(Task list):
**A)** Can you repeat, word for word, the part of the Indexer page starting at "Or drag a prepared" and ending at "see Getting Ready."?
**B)** On the Indexer page, in what formats can the index be output?

====== Passage shown

|
Indexer
by zweibieren
physpics.com
(Release V1.0)
|
Overview
Indexer displays the pages
of
a book and the index entries for each page. You use Indexer to add entries, delete
entries, and create new terms that can be applied as entries to
pages. Finally, the Create Index
command combines the entries from all pages to produce the index.
Terminology: I try to
consistently use "term" to refer to items
that are available to appear in the index. A term that has been chosen
for a page is an "entry;" it will actually appear in the index. For
instance, one of the terms may be "labor party" and it might be added
as an entry for page 20. In the final index, the entry for "labor
party" will list 20 as one of the pages.
The index can be output as text or HTML. Here's a sample in HTML.
|
- labor force
- composition
of, 67, 94, 96, 103, 131, 188n8–9, 191n10
- growth in,
103, 108, 110, 111, 117, 174, 177, 180
- labor party,
xi, 14, 15, 20, 21, 122, 124-127, 184n3
- labor union
- membership,
4, 15, 16, 35, 36, 52, 57, 59, 74, 81, 93, 94, 159,
189n21, 194n19
|
Starting Indexer
Indexer is a shortcut
in its installation
directory and may be installed on the desktop. It may also be an
item in the start menu
.
Click on any one of these to start Indexer.
Or drag a prepared .txt file or directory and
drop it onto the shortcut. "Prepared" means that the .txt file
has $@ page number lines and the directory has index terms in a file
called indexterms.txt; see Getting Ready.

============
====== Provided material

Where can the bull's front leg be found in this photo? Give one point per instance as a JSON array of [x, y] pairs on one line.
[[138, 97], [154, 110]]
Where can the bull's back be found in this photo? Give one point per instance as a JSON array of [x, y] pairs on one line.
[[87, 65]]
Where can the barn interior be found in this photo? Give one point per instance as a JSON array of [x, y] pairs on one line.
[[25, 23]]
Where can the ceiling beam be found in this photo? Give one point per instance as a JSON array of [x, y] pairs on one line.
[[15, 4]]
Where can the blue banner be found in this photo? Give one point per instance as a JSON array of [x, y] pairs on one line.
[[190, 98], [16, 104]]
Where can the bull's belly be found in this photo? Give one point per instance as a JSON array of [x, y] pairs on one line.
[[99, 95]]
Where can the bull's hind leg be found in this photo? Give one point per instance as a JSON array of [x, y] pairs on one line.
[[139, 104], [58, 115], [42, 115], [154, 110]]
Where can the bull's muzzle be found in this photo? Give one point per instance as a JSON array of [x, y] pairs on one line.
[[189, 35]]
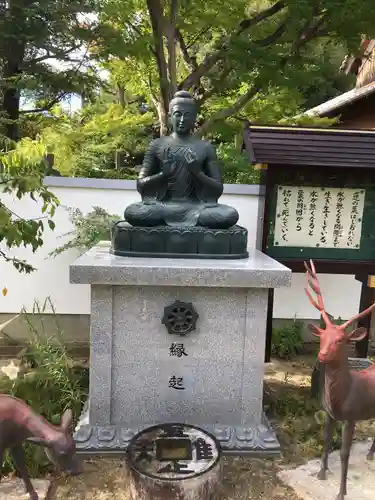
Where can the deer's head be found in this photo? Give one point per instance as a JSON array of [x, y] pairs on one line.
[[61, 449], [333, 338]]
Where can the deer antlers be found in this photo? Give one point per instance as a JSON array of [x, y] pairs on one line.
[[314, 284]]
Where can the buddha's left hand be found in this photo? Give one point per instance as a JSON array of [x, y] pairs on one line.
[[195, 168]]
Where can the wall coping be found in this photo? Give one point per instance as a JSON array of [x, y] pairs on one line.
[[130, 185]]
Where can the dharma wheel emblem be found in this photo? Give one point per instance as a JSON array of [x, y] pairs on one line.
[[180, 318]]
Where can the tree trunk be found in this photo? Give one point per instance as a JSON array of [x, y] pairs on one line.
[[11, 101], [158, 24], [121, 96], [204, 487]]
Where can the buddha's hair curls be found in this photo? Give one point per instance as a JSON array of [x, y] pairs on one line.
[[182, 96]]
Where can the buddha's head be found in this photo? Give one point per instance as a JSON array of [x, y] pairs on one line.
[[182, 112]]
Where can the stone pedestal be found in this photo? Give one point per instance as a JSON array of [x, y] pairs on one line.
[[141, 375]]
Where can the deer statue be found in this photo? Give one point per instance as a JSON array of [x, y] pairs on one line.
[[348, 395], [19, 423]]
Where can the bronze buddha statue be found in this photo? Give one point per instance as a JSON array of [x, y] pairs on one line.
[[180, 184], [180, 179]]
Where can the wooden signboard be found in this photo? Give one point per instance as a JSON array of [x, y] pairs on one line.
[[319, 200]]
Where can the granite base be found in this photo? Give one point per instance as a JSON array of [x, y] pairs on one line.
[[254, 440], [142, 374]]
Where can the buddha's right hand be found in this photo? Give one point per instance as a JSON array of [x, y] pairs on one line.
[[169, 163]]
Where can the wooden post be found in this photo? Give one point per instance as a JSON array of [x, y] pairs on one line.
[[204, 487], [367, 298]]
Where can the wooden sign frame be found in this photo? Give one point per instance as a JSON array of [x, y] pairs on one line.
[[300, 156]]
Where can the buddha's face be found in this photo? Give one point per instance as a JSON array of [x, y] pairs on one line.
[[183, 118]]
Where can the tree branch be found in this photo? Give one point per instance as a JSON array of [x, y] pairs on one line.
[[50, 55], [171, 45], [190, 61], [270, 39], [228, 112], [211, 59], [157, 24], [47, 107]]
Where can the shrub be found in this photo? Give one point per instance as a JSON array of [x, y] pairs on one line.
[[50, 381], [287, 340], [89, 229]]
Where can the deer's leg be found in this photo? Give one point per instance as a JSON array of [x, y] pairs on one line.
[[347, 439], [1, 460], [370, 454], [19, 460], [327, 438]]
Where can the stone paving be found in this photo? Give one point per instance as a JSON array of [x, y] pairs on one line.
[[361, 477]]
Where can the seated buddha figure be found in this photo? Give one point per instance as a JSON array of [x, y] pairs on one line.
[[180, 181]]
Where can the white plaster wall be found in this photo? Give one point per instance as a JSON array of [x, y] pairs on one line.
[[51, 279]]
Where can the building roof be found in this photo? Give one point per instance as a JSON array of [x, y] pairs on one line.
[[315, 146], [340, 101]]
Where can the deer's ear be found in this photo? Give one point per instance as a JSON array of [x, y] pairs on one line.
[[67, 420], [357, 334], [37, 441], [315, 330]]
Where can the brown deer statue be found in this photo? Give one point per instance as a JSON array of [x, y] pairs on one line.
[[19, 423], [348, 395]]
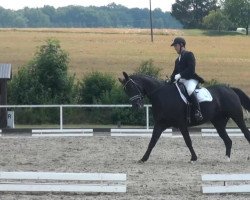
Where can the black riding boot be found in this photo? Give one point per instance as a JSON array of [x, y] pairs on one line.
[[195, 102]]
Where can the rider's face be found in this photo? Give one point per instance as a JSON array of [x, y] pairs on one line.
[[177, 48]]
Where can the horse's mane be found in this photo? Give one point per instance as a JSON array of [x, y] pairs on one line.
[[148, 77]]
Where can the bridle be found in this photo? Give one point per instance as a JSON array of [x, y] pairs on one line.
[[138, 96]]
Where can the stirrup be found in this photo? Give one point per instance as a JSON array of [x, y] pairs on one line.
[[198, 115]]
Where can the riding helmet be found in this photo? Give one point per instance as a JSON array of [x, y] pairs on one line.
[[179, 40]]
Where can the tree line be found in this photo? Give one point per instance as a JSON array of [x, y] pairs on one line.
[[112, 15], [213, 14]]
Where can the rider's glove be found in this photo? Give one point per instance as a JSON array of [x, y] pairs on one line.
[[177, 77]]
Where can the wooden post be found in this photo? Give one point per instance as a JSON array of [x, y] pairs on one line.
[[3, 101]]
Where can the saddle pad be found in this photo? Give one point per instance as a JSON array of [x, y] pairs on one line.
[[202, 94]]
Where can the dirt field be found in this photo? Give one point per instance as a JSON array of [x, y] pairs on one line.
[[166, 175]]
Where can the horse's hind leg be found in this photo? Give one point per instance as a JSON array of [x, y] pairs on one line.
[[158, 129], [188, 141], [241, 124], [220, 125]]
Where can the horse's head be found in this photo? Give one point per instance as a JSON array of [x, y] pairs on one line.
[[133, 90]]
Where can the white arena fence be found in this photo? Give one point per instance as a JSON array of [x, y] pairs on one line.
[[62, 182], [61, 107], [140, 132]]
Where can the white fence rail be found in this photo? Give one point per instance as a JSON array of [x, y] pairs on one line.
[[61, 107], [62, 182]]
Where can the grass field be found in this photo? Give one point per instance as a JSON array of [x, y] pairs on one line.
[[225, 58]]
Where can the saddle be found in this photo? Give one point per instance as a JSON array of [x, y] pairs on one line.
[[202, 95]]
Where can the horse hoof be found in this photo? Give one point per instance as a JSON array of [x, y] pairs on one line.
[[227, 159], [140, 161]]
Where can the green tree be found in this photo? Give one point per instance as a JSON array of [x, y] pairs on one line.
[[148, 68], [238, 12], [216, 20], [190, 13], [94, 86], [45, 79]]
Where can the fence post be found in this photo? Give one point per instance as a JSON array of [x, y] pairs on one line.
[[61, 117], [147, 117]]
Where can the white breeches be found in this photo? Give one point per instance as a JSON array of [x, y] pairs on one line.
[[189, 84]]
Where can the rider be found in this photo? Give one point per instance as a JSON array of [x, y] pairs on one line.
[[184, 72]]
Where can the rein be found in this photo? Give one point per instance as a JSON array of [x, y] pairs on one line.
[[139, 95]]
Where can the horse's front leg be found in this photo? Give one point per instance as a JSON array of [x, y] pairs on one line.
[[186, 136], [158, 129]]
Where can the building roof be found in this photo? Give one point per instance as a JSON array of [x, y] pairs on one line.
[[5, 71]]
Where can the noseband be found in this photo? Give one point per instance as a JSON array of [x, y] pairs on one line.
[[135, 97]]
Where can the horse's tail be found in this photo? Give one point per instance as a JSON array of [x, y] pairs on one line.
[[244, 99]]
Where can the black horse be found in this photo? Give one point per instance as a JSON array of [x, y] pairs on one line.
[[169, 110]]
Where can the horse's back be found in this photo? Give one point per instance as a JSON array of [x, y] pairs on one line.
[[224, 96]]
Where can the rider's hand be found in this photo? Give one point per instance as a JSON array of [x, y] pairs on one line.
[[177, 77]]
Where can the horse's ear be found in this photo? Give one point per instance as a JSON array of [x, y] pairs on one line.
[[125, 75], [121, 80]]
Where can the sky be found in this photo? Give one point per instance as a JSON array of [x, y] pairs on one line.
[[164, 5]]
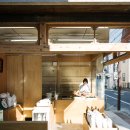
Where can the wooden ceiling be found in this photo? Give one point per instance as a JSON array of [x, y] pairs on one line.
[[64, 7]]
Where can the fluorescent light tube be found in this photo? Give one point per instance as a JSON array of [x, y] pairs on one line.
[[67, 40], [70, 27], [24, 40]]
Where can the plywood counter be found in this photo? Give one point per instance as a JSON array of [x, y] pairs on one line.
[[71, 111]]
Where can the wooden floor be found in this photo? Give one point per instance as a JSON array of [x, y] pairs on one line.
[[67, 126]]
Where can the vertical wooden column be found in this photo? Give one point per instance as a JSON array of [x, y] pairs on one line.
[[119, 87], [15, 77], [32, 82], [3, 74], [43, 35]]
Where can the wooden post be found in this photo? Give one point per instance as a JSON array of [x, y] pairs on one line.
[[119, 88]]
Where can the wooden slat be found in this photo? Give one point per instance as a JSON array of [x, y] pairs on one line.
[[93, 47], [22, 48], [86, 58]]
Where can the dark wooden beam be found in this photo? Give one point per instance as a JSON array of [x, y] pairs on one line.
[[117, 59], [66, 17]]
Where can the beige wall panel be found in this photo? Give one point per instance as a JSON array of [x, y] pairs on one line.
[[15, 77], [3, 84], [75, 71], [32, 80]]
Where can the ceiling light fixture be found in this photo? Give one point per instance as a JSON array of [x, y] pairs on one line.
[[24, 40], [70, 27]]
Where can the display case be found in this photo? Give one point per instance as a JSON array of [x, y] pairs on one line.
[[41, 114]]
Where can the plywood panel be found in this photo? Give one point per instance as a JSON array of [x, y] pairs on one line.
[[32, 80], [60, 106], [3, 75], [15, 77]]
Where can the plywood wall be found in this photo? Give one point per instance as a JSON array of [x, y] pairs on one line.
[[64, 77], [24, 79], [32, 81]]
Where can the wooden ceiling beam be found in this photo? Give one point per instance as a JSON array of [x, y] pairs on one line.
[[117, 59], [62, 58]]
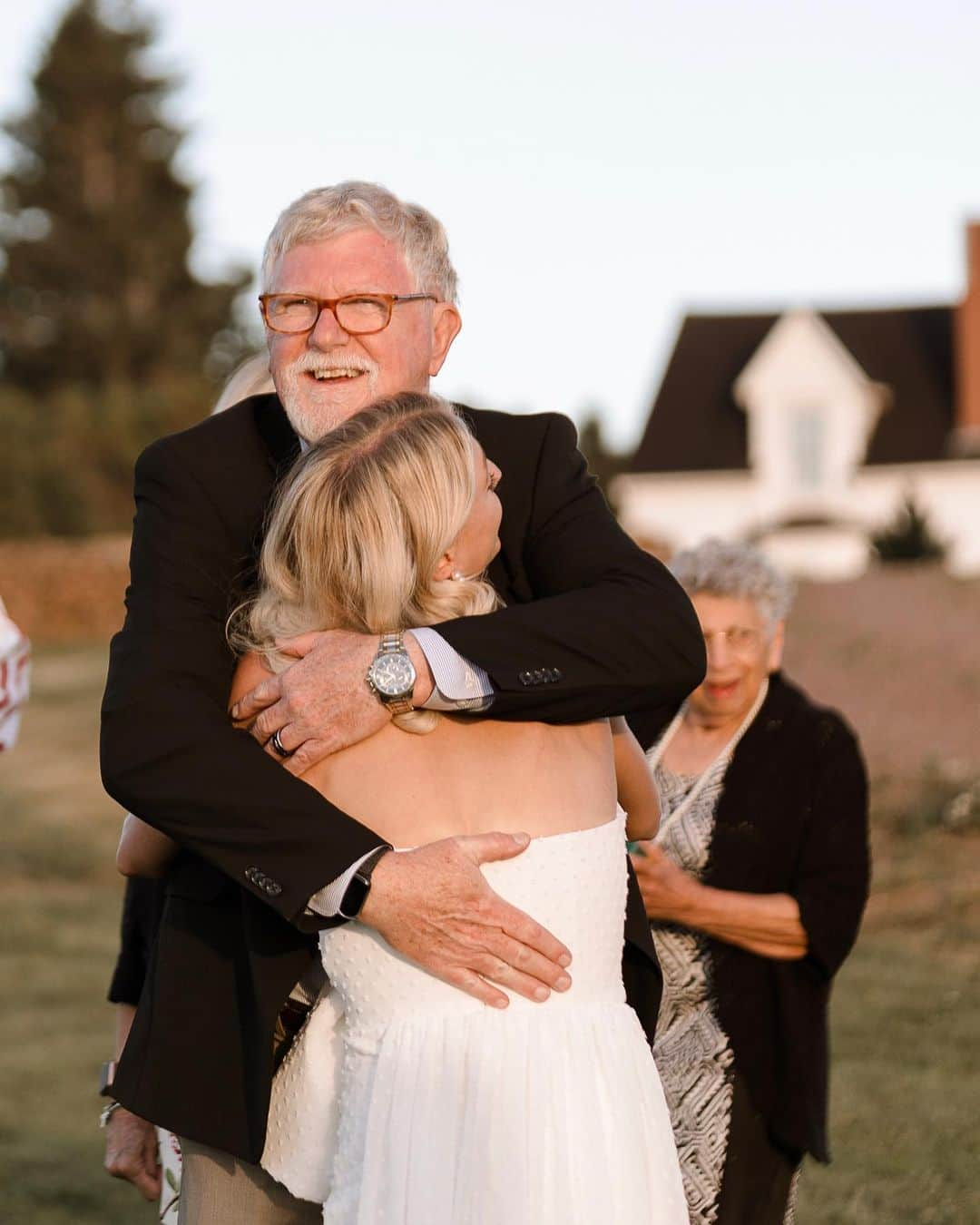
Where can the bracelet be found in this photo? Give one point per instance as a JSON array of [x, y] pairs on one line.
[[107, 1112]]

============

(Solutions below):
**A)**
Or drag a prepared .txt file or directory and
drop it onto the shortcut. "Prepared" means that the .txt file
has $@ page number lines and the directory has index terms in a file
called indexterms.txt; see Getting Ready.

**B)** As text or HTML.